Integrated Assessment Models are among the most influential tools used to imagine pathways toward carbon neutrality. They help policymakers explore possible futures by linking climate, environmental, economic, health, and social dynamics. But as the discussions at the 852nd WE-Heraeus-Seminar — “Future of Integrated Assessment Models: Pathways Towards Carbon Neutrality for Climate, Environment, Health and Socio-economic Co-benefits” made clear, the future of modelling is not only about better data, faster computation, or more elegant equations. It is also about asking more difficult questions. 

What assumptions are hidden inside our models? Whose futures are being represented? Whose expectations become parameters — and whose remain invisible?

As Tadeusz Józef Rudek put it in his reflection on the PANTHEON project: “Decarbonisation is widely understood not as a technical fix, but as a systemic socio-technical transformation.” This may sound simple, but it changes everything. If decarbonisation is not merely a technical upgrade, then models cannot be treated as neutral machines producing objective futures. They are also spaces where values, assumptions, priorities, and political choices are organised — sometimes explicitly, often silently.
--
◆ Your objective: Please continue the passage on integrated assessment models, starting after its last sentence.

[Stored items]
--
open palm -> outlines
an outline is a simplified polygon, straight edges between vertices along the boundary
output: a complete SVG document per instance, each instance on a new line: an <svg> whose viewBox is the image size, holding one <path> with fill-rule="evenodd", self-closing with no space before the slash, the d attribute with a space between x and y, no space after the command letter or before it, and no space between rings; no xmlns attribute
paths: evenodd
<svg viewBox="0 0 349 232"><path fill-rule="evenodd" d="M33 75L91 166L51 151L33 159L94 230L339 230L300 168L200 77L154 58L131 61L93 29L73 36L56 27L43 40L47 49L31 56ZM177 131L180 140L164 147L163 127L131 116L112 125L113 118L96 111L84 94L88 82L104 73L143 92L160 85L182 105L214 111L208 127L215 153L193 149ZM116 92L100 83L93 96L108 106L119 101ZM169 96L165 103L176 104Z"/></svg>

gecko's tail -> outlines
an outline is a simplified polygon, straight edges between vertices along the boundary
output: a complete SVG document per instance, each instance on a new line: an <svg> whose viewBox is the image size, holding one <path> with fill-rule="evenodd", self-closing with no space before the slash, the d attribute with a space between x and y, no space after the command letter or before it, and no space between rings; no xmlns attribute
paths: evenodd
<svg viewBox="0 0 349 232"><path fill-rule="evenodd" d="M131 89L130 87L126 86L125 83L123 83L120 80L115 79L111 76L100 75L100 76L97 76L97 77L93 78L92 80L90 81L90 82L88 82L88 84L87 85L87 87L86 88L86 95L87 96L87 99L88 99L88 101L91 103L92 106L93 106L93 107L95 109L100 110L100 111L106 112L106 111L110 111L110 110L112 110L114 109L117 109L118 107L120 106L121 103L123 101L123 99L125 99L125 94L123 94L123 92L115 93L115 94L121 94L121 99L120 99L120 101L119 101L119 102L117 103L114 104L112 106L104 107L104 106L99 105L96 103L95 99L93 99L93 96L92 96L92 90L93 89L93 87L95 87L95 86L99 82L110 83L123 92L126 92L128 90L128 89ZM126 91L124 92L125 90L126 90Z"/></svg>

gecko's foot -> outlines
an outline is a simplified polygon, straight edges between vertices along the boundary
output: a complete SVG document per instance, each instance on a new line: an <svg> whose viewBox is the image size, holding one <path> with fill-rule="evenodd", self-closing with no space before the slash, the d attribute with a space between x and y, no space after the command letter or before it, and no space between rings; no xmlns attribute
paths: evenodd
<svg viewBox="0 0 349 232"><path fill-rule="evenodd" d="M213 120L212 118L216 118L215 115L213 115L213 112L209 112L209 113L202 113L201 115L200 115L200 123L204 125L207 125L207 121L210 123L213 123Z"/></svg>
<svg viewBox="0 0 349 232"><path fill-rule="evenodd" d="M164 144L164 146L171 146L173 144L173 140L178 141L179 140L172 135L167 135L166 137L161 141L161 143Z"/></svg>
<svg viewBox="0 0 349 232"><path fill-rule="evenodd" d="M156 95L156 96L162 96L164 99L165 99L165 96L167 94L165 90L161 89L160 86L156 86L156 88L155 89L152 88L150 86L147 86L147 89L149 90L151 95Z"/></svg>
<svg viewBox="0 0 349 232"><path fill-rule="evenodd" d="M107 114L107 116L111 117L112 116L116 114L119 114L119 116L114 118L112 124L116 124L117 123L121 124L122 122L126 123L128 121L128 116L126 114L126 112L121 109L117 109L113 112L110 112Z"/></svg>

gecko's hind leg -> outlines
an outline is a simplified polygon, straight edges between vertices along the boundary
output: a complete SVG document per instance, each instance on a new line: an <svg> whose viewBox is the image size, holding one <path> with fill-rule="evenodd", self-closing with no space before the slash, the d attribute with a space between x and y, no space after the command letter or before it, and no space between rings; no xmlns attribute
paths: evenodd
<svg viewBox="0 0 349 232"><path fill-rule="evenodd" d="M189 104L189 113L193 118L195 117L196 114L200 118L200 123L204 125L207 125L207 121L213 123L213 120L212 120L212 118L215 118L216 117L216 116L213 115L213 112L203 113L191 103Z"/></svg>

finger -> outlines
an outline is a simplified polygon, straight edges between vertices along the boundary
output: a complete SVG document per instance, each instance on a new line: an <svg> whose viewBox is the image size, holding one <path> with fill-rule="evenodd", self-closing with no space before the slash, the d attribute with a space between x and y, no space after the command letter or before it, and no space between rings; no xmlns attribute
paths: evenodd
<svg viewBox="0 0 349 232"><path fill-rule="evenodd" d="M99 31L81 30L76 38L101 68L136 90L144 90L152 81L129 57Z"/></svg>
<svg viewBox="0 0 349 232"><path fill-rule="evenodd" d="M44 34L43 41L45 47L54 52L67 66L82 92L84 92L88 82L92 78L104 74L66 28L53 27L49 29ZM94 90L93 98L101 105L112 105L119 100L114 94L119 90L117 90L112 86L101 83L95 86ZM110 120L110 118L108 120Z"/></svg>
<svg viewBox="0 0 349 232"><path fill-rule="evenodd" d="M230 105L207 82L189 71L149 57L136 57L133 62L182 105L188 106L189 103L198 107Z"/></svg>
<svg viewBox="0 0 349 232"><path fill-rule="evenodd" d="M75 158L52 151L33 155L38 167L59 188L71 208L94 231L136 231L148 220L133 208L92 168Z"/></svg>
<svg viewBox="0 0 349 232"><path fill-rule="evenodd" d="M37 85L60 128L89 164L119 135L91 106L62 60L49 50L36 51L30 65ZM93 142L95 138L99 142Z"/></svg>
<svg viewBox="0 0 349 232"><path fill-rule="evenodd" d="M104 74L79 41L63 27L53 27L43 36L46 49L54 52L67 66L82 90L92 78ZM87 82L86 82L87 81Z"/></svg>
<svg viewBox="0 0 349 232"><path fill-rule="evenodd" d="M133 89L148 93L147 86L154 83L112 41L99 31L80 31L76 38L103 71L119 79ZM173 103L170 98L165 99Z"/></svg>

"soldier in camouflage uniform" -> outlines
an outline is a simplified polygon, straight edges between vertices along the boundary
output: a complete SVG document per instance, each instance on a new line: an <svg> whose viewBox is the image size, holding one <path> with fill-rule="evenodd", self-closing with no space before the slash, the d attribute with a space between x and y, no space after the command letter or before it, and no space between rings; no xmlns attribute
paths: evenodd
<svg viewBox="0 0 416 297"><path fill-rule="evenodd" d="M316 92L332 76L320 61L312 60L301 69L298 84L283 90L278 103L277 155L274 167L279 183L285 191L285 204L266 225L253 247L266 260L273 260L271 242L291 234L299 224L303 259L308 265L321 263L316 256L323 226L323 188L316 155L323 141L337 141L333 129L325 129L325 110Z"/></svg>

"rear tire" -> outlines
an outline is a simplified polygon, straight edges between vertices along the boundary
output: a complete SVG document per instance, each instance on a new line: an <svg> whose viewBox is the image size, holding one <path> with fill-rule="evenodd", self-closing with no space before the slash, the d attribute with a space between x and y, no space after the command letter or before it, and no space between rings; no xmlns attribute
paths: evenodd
--
◆ Response:
The seminar itself was designed precisely around this challenge. Its official scope emphasised the need to connect Earth system and socio-economic models, capture dynamic feedbacks, and improve how Integrated Assessment Models can inform actionable decarbonisation pathways while balancing climate goals, economic development, social equity, policy integration, and technological innovation. In other words: carbon neutrality is not just a destination. It is a contested route map.

From Technical Pathways to Socially Grounded Futures

This is where the PANTHEON project entered the conversation. Through stakeholder scoping workshops with participants from the EU and China, the project asked a deceptively simple question: what kind of post-decarbonised world do people actually want?

Rather than asking stakeholders to merely validate predefined scenarios, the workshops invited them to articulate their own visions of desirable futures: priorities, risks, trade-offs, time horizons, enabling actions, and areas of disagreement.

In the poster “Designing Stakeholder Scoping Workshops for Integrated Assessment Modelling,” Arkadiusz Szlaga presented work directly connected to PANTHEON’s efforts to bring stakeholder perspectives into IAM-related scenario development. The broader argument is clear: Integrated Assessment Models necessarily rely on socio-economic assumptions, problem framings, and normative choices that are often implicit or weakly articulated. Stakeholder engagement is therefore not a decorative participation exercise — but a methodological attempt to make these assumptions visible.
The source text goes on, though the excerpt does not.